- Questions on the material -
(A) According to the passage on litter and the council, how many bags of rubbish were picked up in Crosshaven over a 24-hour period last weekend?
(B) Resume the passage on litter and the council, picking up right after its final sentence.

- Passage shown -
■ ■ ■ ■ ■ ■ ■
These eyesore dumps of rubbish are an ugly blot on the landscape, and here is the County Council’s Chief Executive admitting defeat and stating he would be throwing no more money at the problem.
What made this more hurtful was the fact we had witnessed local democracy in action. People had complained to their councillors, who had brought the matter to the council as a matter of urgency, demanding a solution, only to have the door slammed in their face.
If the local authority appears to be turning its back on the problem, it only puts more pressure on our hard-working tidy towns groups and local activists, who have resorted to doing the job of the councils to keep their areas litter-free and pristine.
One councillor said that 14 bags of rubbish had been picked up in Crosshaven over a 24-hour period last weekend. Mr Lucey’s refusal to provide more bins will surely only pile more work on these civic-minded shoulders.
There were no shortage of suggested constructive solutions at this week’s meeting either. Cllr Danny Collins called for “more staff on the ground” and Cllr Karen Coakley wanted “enhanced powers” for litter wardens, while Cllr Marcia D’Alton said compactor bins should be installed,
Bizarrely, Mr Lucey would be happier with no bins at all!
■ ■ ■ ■ ■ ■ ■
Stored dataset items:

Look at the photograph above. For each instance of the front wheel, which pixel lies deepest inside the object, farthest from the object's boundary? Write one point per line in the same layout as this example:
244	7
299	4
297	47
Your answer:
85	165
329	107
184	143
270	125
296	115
■ ■ ■ ■ ■ ■ ■
- Answers for this exercise -
(A) 14 bags.

(B)
He did offer up some solutions in regards to businesses doing more to reduce littering, and maybe he has a point, but it looked like he was passing the buck.
Then the usual solution was offered up: yet another public awareness campaign.
Great! We can’t have more bins emptied more often, but we will get a lecture on littering: one the law-abiding majority will heed with a sigh, while the message goes in one ear and out the other of the litterbugs amongst us.
Education rather than enforcement, they say, while the rest of us shake our heads as we know it will not make a jot of difference. Education rather than enforcement is just another way of saying words rather than action.
In what is surely a triumph of hope over experience, Mr Lucey announced: “We will be starting a public campaign. It will appeal to the hearts and minds of Cork people to show more respect. We are not throwing more money into this. We will work on people’s senses.”
But the senseless minority have no shame and won’t listen.
This had echoes of yet another public awareness campaign announced this week by Cork County Council, to combat dog fouling.
They could make a bigger effort to punish offenders, or examine a scheme rolled out in Leitrim to use dog DNA to trace offending dogs and their owners. Instead, they are sending out the message ‘Please pick up after your dog’.
Yeah, good luck with that.
I have written here before that Ireland is perhaps the worst nation in all of Europe when it comes to devolving real powers to local government.
In most countries, strong local councils are the bedrock of society, but our Government jealously lords its power over them, while ironically, handing over most of the big decisions to Brussels.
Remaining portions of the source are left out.